(What the task requires): When you reach the line containing "notation: point(153, 67)." in the entries below, begin reproducing lines exactly, and stop once the line containing "notation: point(16, 176)." is done.

(Raw data):

——————

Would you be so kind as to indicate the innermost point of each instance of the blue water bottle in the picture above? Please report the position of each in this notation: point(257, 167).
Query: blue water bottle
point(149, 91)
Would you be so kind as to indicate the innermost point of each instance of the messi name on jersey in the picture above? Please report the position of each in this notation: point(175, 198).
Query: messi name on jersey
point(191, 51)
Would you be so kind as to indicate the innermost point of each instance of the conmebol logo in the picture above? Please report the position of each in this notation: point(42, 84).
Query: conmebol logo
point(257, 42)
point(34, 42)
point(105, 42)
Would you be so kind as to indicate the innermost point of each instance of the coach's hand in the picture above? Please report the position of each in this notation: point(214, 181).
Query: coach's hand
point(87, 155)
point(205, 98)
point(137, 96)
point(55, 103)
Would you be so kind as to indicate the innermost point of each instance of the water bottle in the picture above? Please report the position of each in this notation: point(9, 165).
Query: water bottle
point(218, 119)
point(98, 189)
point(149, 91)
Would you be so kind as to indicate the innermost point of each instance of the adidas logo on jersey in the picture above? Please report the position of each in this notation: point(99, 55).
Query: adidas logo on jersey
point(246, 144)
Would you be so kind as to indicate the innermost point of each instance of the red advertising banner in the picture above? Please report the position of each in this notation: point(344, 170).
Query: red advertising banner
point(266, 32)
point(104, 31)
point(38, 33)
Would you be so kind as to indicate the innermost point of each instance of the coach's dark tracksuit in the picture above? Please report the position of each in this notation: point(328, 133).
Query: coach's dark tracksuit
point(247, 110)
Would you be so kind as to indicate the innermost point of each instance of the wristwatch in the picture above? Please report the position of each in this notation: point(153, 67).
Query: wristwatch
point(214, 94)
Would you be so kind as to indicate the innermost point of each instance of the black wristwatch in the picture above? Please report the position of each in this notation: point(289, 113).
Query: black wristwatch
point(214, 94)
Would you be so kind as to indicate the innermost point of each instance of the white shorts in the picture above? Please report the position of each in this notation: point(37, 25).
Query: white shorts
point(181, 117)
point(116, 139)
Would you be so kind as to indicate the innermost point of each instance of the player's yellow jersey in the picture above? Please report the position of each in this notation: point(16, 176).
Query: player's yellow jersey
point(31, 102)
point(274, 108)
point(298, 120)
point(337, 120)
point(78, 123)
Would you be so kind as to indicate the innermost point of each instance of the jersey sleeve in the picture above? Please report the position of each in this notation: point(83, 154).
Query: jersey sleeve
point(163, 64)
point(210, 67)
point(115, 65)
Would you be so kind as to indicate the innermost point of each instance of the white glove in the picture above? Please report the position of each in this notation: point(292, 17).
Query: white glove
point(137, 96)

——————

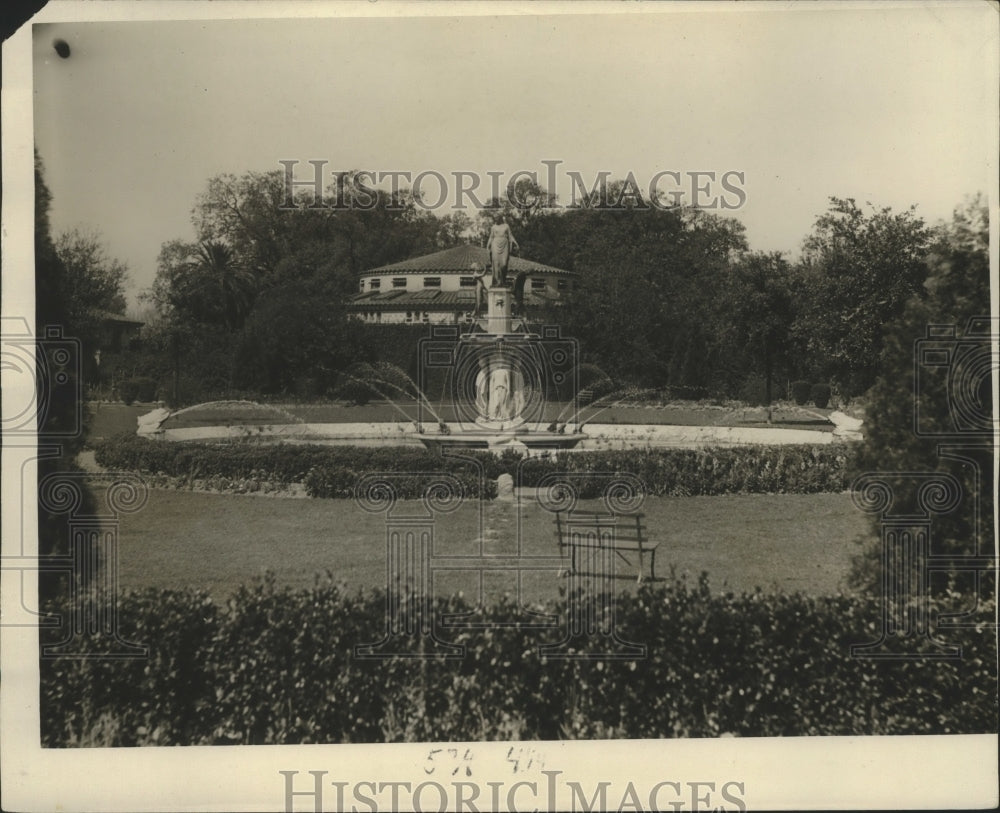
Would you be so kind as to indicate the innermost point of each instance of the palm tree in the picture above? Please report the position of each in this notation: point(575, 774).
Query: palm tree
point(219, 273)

——————

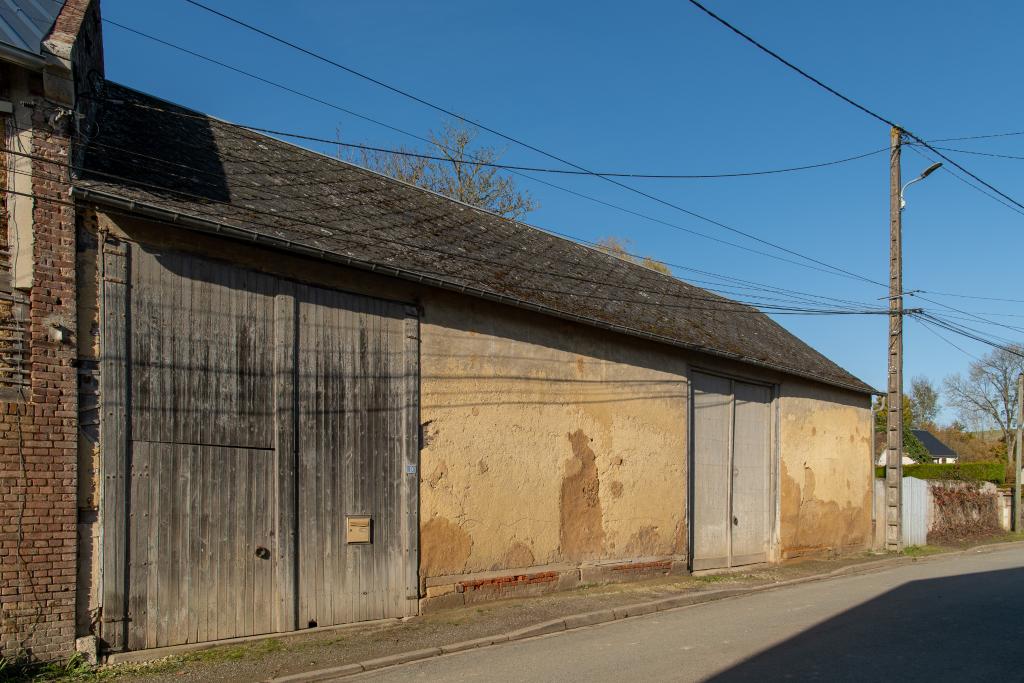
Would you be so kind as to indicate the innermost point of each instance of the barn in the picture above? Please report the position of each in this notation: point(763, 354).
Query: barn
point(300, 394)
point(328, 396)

——————

(Output of the task):
Would you be so kind as to indicate the innermost point of each instance of the wristwatch in the picture above? Please report the position of each in this notation: point(153, 67).
Query: wristwatch
point(214, 94)
Would you be so kind as to indicate the innermost point of each instance of the black wristwatch in the picture above? Please report the position of each in this notation: point(289, 113).
Query: black wristwatch
point(214, 94)
Would you be so kind as to indicate the innermost point of each instance of the white shorts in the picture above? Please report the position of each in this notation: point(37, 25).
Query: white shorts
point(181, 117)
point(116, 139)
Would you be so kind as to indicate the innermost point of each instance of the player's yellow jersey in the picture above? Please report the position of each in this notation: point(16, 176).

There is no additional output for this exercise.